Extract provided
####
# Over limit ticket



## WALLEYE MIKE (Jan 7, 2001)

2 guys out fishing walleyes (limit 5 per person) bring in 11 walleyes either by mistake or on purpose. DNR at the ramp checking livewells, who gets the ticket if they can't agree or won't agree who has the sixth one. (could have been an honest mistake of counting also).

The boat operator?


----------



## MSUICEMAN (Jan 9, 2002)

i'd have to believe that the owner/operator of the vessel would get it, as he is ultimately responsible for what goes on in his boat for the most part. kinda like when ya see on cops people being pulled over for speeding and they find something in the trunk, the driver usually gets the ticket/jail time.


----------



## WALLEYE MIKE (Jan 7, 2001)

That would be logical Steve, but the laws aren't always logical.


----------



## Adam Waszak (Apr 12, 2004)

I say the boat owner as well they are responsible for it. Its not hard to count to 5 for most fishermen unless they were in the sauce a little too much

AW


----------



## Rencoho (Oct 18, 2000)

My guess is, the CO offers them both a chance to own up to the extra fish, if they can't agree, the CO gives them both tickets and lets the judge sort it out.


----------



## jpollman (Jan 14, 2001)

Rencoho said:


> My guess is, the CO offers them both a chance to own up to the extra fish, if they can't agree, the CO gives them both tickets and lets the judge sort it out.


That's what I was going to say. Make both of the parties responsible. They were both responsible for counting the catch and both made a mistake. If one of them doesn't want to "fess up", they both should get a ticket. But I don't know if a CO would write two tickets for basically one offense.

John


----------



## 2tundras (Jan 11, 2005)

Boat owner. If the fish is/are not his, then it is his option to argue in front of God and country that the fish was in fact his boating partners. Good luck. Possession is possession.

CO ticketing both won't stand up. Would seem that two people can not be found to be in possession of a type of game that is small in size and large in numbers, unless they are willing do so of their own accord. Simply because the intent of one to break the law in manner that the other could easily not be aware of creates a pretty good defense.

What I mean is if two guys are found to be driving around with an Elk or deer outa season, sure they both can be cited, because both are mostly likely quite aware of what is in the back of truck, maybe not, but likely. I am aware of CO's issuing citations to two individuals for possession an out of season animal, and allowing the county prosecutor to sort it out. But not for the type of situation you asked about.

I've persoannyly witnessted this problem twice on the ice. We had a group of 8 or 9 guys all clustered together. Somewhere in the piles an undersized fish was found. No one from that smaller, seperate group, admitted whose fish it was. So the CO is stuck with 8 or 9 guys to ticket. Not a whole lot he can do in that situation. He can issue citations till he's blue in the face, but no convictions will be forthcoming.


----------



## Ninja (Feb 20, 2005)

2tundras said:


> Boat owner. If the fish is/are not his, then it is his option to argue in front of God and country that the fish was in fact his boating partners. Good luck. Possession is possession.
####
Required work
1. Retype part of the over-limit ticket thread word for word, beginning at "i'd have to" and stopping after "aren't always logical.".
2. Extend the forum thread about the over-limit walleye ticket, picking up right after its final line.
####
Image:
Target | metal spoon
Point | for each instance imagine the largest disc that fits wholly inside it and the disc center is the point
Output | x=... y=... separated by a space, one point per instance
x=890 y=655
####
Written answers
1.
i'd have to believe that the owner/operator of the vessel would get it, as he is ultimately responsible for what goes on in his boat for the most part. kinda like when ya see on cops people being pulled over for speeding and they find something in the trunk, the driver usually gets the ticket/jail time.


----------



## WALLEYE MIKE (Jan 7, 2001)

That would be logical Steve, but the laws aren't always logical.

2.
The possession argument doesn't make sense....if the boat owner is considered in possession of all the fish in his boat, then he can be ticketed every time he comes in with more than the limit, no matter how many people are in the boat.

Still curious to hear from Boehr on this one.


----------



## tangleknot (Oct 8, 2001)

If it was me, I'd give them both a ticket if I got the vibe it was on purpose.

If I got the vibe that it was a mistake and they miscounted, I'd give them both a ticket for having that much difficulty counting past ten.


----------



## SEAWEED (Feb 28, 2002)

back a bunch of years ago i was with a guy around harrisville and he jumped in the river and threw a fish up on shore then thumped it to death . I knew it was wrong but beer logic anyway when we got to the truck two dnr officers walked out of the woods. They gave both of us tickets for illeal fishing and another one for ten dollars a pound $150 . they were so close to us they heard him beating that 300 dallar fish . choose your fishing partners carefully


----------



## snaggs (Jul 20, 2005)

Happened to me: On lake Erie when the limit was 10 fish per....3 fishermen...31 walleye......who cares who the ticket was made out to.....three of us split the fine........CO kept the extra fish.....a case of miscounted fish.....OH!!!we did not make "The Most Wanted List"....:lol: Huge walleyes...Very Huge

HAPPY NEW YEAR


----------



## WALLEYE MIKE (Jan 7, 2001)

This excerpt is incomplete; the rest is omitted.